>> Begin Material shown

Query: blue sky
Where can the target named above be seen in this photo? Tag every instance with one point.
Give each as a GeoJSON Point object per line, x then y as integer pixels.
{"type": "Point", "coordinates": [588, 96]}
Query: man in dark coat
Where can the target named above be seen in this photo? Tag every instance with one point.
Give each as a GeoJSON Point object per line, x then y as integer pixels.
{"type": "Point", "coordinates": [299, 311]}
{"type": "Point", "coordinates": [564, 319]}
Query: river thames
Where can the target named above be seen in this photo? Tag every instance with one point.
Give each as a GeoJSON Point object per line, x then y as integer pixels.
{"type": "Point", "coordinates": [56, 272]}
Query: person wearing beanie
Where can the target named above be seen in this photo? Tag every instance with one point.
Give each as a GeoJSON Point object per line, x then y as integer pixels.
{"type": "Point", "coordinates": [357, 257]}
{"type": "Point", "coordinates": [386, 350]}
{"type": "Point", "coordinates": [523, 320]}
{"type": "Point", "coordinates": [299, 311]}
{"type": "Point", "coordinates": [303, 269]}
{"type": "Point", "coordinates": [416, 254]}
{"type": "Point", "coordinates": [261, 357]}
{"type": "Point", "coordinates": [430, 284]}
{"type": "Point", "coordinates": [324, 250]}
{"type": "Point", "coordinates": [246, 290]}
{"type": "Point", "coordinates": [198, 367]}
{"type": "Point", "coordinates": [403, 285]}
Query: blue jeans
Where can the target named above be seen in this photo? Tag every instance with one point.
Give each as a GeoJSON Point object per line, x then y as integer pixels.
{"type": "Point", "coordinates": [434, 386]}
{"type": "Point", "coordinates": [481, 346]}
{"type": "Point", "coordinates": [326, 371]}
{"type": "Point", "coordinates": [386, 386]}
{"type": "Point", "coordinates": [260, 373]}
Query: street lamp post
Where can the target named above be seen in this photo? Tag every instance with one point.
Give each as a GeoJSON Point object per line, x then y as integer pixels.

>> End Material shown

**Objective**
Can you switch "street lamp post" to "park bench" in the stretch from the line containing "Query: blue jeans" through the end of the records, then give back only those lines with everything else left as is?

**Right answer**
Query: blue jeans
Where can the target named above be seen in this photo? Tag every instance with one point.
Give each as a GeoJSON Point object per line, x then y as integer pixels.
{"type": "Point", "coordinates": [434, 386]}
{"type": "Point", "coordinates": [481, 346]}
{"type": "Point", "coordinates": [326, 371]}
{"type": "Point", "coordinates": [386, 386]}
{"type": "Point", "coordinates": [260, 373]}
Query: park bench
Where can the target named above be seen in this photo? Tag every instance with one point.
Give each as a GeoJSON Point object per line, x then y as integer pixels.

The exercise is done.